= Stated goal =
Transcribe the lines of the entries verbatim, starting with the line that contains "the concrete sidewalk." and continuing through the end of the entries.

# START OF Extracted entries

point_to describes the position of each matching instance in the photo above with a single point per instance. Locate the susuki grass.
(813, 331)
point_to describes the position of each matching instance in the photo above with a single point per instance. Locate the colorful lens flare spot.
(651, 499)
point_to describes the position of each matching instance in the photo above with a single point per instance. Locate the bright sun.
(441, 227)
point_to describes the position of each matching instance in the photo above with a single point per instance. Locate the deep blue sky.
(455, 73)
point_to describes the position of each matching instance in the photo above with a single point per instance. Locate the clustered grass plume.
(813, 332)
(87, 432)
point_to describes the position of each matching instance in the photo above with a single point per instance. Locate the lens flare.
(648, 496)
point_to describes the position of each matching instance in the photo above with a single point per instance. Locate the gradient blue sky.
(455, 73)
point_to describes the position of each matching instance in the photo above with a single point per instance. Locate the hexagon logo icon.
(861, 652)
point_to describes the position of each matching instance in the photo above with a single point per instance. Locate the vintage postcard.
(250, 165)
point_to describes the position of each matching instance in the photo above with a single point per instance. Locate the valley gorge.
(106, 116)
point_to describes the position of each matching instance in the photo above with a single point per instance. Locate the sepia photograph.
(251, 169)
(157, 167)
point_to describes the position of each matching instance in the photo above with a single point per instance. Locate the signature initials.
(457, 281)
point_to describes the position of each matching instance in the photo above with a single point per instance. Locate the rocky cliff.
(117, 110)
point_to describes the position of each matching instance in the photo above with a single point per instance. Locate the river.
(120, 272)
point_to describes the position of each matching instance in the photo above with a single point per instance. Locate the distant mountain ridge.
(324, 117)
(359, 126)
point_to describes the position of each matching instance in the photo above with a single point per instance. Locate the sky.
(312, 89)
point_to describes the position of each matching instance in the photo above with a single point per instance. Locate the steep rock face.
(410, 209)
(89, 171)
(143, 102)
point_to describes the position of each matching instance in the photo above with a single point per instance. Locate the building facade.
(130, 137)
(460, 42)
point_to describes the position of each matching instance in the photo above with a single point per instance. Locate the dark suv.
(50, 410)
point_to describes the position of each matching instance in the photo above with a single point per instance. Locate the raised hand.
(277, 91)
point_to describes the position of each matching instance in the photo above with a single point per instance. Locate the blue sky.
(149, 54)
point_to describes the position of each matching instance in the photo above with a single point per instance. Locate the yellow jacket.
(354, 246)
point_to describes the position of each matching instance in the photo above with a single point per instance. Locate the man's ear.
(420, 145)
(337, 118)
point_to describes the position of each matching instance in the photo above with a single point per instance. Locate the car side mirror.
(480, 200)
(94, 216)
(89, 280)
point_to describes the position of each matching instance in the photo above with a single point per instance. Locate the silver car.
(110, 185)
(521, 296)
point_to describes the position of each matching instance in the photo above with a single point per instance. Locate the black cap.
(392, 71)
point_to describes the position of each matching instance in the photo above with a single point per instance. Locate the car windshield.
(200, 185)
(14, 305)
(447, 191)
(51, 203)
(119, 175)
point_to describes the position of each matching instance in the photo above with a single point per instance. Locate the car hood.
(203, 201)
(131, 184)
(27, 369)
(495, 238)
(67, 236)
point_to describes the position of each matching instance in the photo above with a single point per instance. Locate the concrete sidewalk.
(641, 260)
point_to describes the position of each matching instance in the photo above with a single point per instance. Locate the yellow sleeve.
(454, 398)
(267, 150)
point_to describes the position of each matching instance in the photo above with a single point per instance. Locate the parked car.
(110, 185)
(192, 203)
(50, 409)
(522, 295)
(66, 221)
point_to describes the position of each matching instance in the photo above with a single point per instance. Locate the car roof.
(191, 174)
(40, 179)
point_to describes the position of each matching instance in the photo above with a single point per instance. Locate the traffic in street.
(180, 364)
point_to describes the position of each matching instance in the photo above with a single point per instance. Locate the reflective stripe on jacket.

# END OF Extracted entries

= Answer below =
point_to describes the position of each matching instance in the photo above with a single point per instance. Locate the concrete sidewalk.
(641, 260)
point_to describes the position of each matching instance in the photo above with a single point per instance. Locate the yellow sleeve.
(454, 398)
(267, 150)
point_to describes the position of each matching instance in the photo above with a single point per instance. Locate the parked car.
(110, 185)
(192, 203)
(50, 409)
(522, 295)
(66, 221)
point_to describes the position of each matching instance in the photo above with a single point per instance. Locate the car roof.
(191, 174)
(40, 179)
point_to describes the position of each matching instance in the photo above with a single point per instance. Locate the traffic in street.
(180, 364)
point_to describes the position of each matching instance in the photo above with a single point per instance. Locate the reflective stripe on jacket.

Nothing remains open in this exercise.